_What to work on:_ Repeat the data exactly, please.

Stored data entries

--------------------------------------------------

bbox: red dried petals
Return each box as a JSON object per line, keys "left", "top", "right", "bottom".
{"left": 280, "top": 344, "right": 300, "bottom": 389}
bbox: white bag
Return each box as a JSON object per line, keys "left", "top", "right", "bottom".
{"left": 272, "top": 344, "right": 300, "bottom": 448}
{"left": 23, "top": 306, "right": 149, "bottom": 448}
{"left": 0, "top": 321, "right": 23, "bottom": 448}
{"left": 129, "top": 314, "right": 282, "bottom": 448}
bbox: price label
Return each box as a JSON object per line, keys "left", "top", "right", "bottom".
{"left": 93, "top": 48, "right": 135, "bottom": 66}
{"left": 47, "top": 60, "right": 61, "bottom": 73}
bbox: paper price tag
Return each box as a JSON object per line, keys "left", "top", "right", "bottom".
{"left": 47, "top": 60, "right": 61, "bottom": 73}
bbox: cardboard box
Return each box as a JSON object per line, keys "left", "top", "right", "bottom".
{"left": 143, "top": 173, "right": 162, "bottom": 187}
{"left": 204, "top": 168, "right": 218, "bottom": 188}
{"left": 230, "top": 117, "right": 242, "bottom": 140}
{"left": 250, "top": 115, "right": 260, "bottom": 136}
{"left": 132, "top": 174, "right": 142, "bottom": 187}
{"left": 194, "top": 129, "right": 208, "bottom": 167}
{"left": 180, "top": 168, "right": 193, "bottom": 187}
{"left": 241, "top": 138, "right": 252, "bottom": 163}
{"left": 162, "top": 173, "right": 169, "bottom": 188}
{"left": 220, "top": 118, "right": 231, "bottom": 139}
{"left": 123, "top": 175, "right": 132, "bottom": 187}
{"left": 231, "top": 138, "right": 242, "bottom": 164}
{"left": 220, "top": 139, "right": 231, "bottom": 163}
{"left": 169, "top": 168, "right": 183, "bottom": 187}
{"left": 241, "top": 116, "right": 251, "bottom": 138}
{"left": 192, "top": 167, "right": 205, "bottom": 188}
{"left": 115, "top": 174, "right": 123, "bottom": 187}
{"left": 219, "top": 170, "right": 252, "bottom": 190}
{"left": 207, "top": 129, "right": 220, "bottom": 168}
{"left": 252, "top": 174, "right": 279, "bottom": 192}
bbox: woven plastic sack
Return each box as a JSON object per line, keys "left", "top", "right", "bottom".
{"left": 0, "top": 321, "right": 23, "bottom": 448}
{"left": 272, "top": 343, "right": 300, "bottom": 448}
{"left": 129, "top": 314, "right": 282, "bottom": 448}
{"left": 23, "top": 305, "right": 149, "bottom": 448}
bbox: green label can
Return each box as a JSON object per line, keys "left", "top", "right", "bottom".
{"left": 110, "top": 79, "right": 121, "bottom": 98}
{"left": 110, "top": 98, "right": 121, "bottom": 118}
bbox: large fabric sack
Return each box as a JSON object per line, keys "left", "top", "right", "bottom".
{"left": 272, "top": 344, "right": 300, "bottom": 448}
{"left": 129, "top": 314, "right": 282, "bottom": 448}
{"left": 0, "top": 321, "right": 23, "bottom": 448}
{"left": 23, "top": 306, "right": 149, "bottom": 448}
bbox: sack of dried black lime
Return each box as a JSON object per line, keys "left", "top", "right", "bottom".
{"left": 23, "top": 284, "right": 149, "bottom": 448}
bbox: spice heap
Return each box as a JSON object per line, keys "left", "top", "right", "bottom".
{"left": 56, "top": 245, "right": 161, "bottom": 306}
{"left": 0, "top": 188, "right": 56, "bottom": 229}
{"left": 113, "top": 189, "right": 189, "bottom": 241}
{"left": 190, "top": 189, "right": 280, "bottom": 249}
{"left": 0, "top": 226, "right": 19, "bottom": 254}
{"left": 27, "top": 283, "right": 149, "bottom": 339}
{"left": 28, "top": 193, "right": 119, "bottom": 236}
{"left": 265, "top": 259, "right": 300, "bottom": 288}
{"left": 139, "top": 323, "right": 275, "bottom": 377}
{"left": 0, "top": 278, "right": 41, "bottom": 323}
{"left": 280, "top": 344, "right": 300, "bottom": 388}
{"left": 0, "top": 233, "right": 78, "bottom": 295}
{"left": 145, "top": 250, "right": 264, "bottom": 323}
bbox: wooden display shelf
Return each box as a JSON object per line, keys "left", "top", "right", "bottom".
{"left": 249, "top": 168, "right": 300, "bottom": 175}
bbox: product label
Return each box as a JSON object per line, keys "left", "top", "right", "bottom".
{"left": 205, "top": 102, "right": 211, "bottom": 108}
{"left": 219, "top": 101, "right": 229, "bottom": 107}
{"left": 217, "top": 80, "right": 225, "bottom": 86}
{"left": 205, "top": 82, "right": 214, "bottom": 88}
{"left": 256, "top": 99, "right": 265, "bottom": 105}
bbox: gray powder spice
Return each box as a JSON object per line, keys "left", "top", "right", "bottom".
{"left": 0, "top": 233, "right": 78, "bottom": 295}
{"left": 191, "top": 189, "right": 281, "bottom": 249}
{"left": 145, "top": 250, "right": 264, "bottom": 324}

--------------------------------------------------

_Result below:_
bbox: red dried petals
Return each box as a JSON object per line, keys "left", "top", "right", "bottom".
{"left": 280, "top": 344, "right": 300, "bottom": 389}
bbox: white bag
Return each box as a JSON object per line, keys "left", "top", "right", "bottom".
{"left": 272, "top": 344, "right": 300, "bottom": 448}
{"left": 23, "top": 306, "right": 149, "bottom": 448}
{"left": 0, "top": 321, "right": 23, "bottom": 448}
{"left": 129, "top": 314, "right": 282, "bottom": 448}
bbox: price label
Return each box as a JSON object per line, keys "left", "top", "right", "bottom".
{"left": 93, "top": 48, "right": 135, "bottom": 66}
{"left": 47, "top": 60, "right": 61, "bottom": 73}
bbox: paper price tag
Return each box as a JSON object per line, keys "left", "top", "right", "bottom".
{"left": 47, "top": 60, "right": 61, "bottom": 73}
bbox: cardboard box
Return each box as a JSON object per line, keys "left", "top", "right", "bottom".
{"left": 143, "top": 173, "right": 162, "bottom": 187}
{"left": 204, "top": 168, "right": 218, "bottom": 188}
{"left": 230, "top": 117, "right": 242, "bottom": 140}
{"left": 250, "top": 115, "right": 260, "bottom": 136}
{"left": 132, "top": 174, "right": 142, "bottom": 187}
{"left": 194, "top": 129, "right": 208, "bottom": 167}
{"left": 180, "top": 168, "right": 193, "bottom": 187}
{"left": 241, "top": 138, "right": 252, "bottom": 163}
{"left": 162, "top": 173, "right": 169, "bottom": 188}
{"left": 220, "top": 118, "right": 231, "bottom": 139}
{"left": 123, "top": 175, "right": 132, "bottom": 187}
{"left": 231, "top": 138, "right": 242, "bottom": 164}
{"left": 220, "top": 139, "right": 231, "bottom": 163}
{"left": 169, "top": 168, "right": 183, "bottom": 187}
{"left": 241, "top": 116, "right": 251, "bottom": 138}
{"left": 192, "top": 167, "right": 205, "bottom": 188}
{"left": 115, "top": 174, "right": 123, "bottom": 187}
{"left": 219, "top": 170, "right": 252, "bottom": 190}
{"left": 207, "top": 129, "right": 220, "bottom": 168}
{"left": 252, "top": 174, "right": 279, "bottom": 192}
bbox: woven plastic sack
Return each box as a JSON object per line, keys "left", "top", "right", "bottom".
{"left": 0, "top": 321, "right": 23, "bottom": 448}
{"left": 272, "top": 343, "right": 300, "bottom": 448}
{"left": 129, "top": 314, "right": 282, "bottom": 448}
{"left": 23, "top": 305, "right": 149, "bottom": 448}
bbox: green label can
Return each box as a JSON object per line, keys "left", "top", "right", "bottom".
{"left": 110, "top": 79, "right": 121, "bottom": 98}
{"left": 110, "top": 98, "right": 121, "bottom": 118}
bbox: large fabric sack
Return each box as a JSON object per line, keys "left", "top", "right", "bottom".
{"left": 272, "top": 344, "right": 300, "bottom": 448}
{"left": 129, "top": 314, "right": 282, "bottom": 448}
{"left": 0, "top": 321, "right": 23, "bottom": 448}
{"left": 23, "top": 306, "right": 149, "bottom": 448}
bbox: sack of dried black lime
Return each box as a JSON object per line, keys "left", "top", "right", "bottom".
{"left": 23, "top": 284, "right": 149, "bottom": 448}
bbox: spice heap
Return each box as a JSON object per line, keys "left", "top", "right", "bottom".
{"left": 56, "top": 245, "right": 161, "bottom": 306}
{"left": 0, "top": 188, "right": 56, "bottom": 229}
{"left": 113, "top": 189, "right": 189, "bottom": 241}
{"left": 190, "top": 189, "right": 280, "bottom": 249}
{"left": 0, "top": 226, "right": 19, "bottom": 254}
{"left": 27, "top": 283, "right": 149, "bottom": 339}
{"left": 28, "top": 193, "right": 119, "bottom": 236}
{"left": 265, "top": 259, "right": 300, "bottom": 288}
{"left": 139, "top": 323, "right": 275, "bottom": 377}
{"left": 0, "top": 278, "right": 41, "bottom": 323}
{"left": 280, "top": 344, "right": 300, "bottom": 388}
{"left": 0, "top": 233, "right": 78, "bottom": 295}
{"left": 145, "top": 250, "right": 264, "bottom": 323}
bbox: wooden display shelf
Return each box as a JSON object per line, keys "left", "top", "right", "bottom".
{"left": 249, "top": 168, "right": 300, "bottom": 175}
bbox: product label
Return each box as a JSON object per line, keys "left", "top", "right", "bottom".
{"left": 205, "top": 102, "right": 211, "bottom": 108}
{"left": 219, "top": 101, "right": 229, "bottom": 107}
{"left": 217, "top": 80, "right": 225, "bottom": 86}
{"left": 205, "top": 82, "right": 214, "bottom": 88}
{"left": 256, "top": 99, "right": 265, "bottom": 105}
bbox: gray powder spice
Return each box as a JSON object per line, keys "left", "top", "right", "bottom".
{"left": 0, "top": 233, "right": 78, "bottom": 295}
{"left": 191, "top": 189, "right": 281, "bottom": 249}
{"left": 145, "top": 250, "right": 264, "bottom": 324}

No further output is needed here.